Start of MATERIAL PROVIDED
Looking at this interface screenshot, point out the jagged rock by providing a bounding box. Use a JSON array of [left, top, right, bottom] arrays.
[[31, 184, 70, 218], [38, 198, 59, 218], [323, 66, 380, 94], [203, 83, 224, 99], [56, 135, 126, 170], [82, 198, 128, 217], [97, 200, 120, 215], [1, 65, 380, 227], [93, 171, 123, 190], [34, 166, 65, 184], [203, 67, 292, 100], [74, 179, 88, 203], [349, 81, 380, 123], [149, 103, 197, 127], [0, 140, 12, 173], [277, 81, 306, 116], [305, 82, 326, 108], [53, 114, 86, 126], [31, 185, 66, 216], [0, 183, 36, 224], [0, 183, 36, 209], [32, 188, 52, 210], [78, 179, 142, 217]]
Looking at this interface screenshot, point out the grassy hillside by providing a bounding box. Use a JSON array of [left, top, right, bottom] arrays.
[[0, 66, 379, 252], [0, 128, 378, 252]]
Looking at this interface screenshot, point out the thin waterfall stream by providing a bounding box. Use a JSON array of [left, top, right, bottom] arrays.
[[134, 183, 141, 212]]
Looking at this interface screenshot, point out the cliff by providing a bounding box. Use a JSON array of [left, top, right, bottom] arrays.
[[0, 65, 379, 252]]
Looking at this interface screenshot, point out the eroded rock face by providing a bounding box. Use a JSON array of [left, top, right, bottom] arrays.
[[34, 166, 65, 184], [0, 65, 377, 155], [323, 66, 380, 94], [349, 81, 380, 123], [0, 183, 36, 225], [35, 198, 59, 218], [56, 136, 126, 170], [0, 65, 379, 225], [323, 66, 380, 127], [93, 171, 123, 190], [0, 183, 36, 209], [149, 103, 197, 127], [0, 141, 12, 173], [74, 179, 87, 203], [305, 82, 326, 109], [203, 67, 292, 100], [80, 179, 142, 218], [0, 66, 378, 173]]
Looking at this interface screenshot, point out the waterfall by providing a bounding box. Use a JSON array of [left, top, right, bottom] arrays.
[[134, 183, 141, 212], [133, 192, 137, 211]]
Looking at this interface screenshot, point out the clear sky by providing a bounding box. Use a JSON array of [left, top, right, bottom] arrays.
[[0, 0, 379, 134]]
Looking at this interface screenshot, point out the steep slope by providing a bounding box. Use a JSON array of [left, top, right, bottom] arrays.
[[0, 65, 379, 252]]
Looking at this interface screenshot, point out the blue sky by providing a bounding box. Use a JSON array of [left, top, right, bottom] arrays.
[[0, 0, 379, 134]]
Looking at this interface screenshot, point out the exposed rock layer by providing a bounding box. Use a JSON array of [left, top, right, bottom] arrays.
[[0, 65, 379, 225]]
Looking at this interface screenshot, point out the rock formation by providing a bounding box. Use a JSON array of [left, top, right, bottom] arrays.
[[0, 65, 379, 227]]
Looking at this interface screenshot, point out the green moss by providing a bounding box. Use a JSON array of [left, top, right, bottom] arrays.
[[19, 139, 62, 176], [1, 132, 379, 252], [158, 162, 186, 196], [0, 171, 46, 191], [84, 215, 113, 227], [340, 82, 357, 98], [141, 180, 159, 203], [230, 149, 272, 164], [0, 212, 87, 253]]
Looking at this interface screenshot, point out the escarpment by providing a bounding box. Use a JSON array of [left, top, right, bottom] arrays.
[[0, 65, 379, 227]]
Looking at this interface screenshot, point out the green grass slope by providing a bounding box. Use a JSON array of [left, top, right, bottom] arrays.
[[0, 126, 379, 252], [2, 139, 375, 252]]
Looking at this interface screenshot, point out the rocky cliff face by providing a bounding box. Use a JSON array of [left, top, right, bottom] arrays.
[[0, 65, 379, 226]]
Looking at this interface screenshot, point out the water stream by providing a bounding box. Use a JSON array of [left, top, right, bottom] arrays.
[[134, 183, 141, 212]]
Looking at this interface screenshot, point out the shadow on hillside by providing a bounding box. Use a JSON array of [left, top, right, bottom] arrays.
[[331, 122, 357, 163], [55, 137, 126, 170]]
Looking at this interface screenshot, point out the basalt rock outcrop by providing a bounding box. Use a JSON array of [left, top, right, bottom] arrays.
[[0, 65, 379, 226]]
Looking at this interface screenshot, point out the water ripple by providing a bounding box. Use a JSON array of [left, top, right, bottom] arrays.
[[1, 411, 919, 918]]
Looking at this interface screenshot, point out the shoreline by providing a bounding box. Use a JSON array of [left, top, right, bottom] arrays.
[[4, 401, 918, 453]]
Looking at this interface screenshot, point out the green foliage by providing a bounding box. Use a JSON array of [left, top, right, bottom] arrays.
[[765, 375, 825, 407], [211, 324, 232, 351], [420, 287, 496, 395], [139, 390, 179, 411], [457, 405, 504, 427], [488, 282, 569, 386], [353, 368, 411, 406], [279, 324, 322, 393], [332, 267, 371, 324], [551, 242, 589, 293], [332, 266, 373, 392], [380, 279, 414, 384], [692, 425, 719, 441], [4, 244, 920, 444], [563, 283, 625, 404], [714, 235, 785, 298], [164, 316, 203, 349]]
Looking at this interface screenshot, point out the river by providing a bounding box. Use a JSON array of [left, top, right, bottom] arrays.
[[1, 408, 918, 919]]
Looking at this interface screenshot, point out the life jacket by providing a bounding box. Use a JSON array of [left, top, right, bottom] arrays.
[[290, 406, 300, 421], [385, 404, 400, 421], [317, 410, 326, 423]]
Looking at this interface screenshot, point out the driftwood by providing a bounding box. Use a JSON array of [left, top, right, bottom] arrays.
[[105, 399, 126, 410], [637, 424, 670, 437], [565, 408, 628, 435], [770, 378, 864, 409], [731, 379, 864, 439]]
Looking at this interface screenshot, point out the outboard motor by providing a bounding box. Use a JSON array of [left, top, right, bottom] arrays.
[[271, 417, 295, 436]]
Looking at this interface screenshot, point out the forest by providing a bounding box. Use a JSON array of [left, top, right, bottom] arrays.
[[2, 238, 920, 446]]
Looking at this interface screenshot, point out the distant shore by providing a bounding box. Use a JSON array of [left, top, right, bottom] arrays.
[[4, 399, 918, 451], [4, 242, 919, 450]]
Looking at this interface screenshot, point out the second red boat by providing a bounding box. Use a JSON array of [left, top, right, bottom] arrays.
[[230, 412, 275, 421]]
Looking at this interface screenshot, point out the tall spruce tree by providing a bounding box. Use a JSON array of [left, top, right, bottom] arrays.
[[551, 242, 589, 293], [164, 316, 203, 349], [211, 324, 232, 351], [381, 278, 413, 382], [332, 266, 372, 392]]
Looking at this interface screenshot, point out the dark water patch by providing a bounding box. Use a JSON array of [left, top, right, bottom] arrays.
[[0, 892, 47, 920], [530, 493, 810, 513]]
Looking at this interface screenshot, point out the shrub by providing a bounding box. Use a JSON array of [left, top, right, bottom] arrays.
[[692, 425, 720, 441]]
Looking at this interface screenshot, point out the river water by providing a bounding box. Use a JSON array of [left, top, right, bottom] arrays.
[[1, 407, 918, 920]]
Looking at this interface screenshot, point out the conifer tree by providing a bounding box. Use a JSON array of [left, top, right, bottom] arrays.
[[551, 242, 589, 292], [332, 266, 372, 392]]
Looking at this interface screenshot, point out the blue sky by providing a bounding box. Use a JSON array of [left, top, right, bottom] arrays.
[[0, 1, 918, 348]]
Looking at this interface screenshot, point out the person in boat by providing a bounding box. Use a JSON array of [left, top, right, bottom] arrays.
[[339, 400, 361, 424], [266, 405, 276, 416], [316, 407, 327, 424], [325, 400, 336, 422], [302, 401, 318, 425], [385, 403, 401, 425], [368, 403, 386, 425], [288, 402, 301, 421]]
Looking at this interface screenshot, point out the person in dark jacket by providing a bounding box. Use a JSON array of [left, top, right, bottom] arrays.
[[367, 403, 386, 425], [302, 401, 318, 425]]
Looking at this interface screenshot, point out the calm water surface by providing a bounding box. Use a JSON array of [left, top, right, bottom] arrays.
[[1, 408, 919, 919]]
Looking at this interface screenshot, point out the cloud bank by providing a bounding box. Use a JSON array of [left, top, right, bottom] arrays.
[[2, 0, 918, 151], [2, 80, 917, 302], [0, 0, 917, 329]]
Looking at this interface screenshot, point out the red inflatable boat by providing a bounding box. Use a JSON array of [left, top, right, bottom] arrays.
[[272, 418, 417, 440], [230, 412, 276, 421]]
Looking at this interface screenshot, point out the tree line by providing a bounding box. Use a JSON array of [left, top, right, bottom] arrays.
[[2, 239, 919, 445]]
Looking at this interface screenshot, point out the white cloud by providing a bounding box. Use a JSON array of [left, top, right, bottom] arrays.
End of MATERIAL PROVIDED
§ **PROBLEM TO WORK ON**: The required output is every line from the one with "Looking at this interface screenshot, point out the tree" to the final line of the entries, repeated exactly and with nothing else.

§ **EXERCISE ANSWER**:
Looking at this interface screenshot, point out the tree line by providing a bounding box. Use a JSON array of [left, top, right, bottom] arrays.
[[2, 239, 919, 445]]
Looking at this interface screenshot, point out the white cloud by providing a bounding box. Use a JSON array of [left, top, right, bottom] arrays.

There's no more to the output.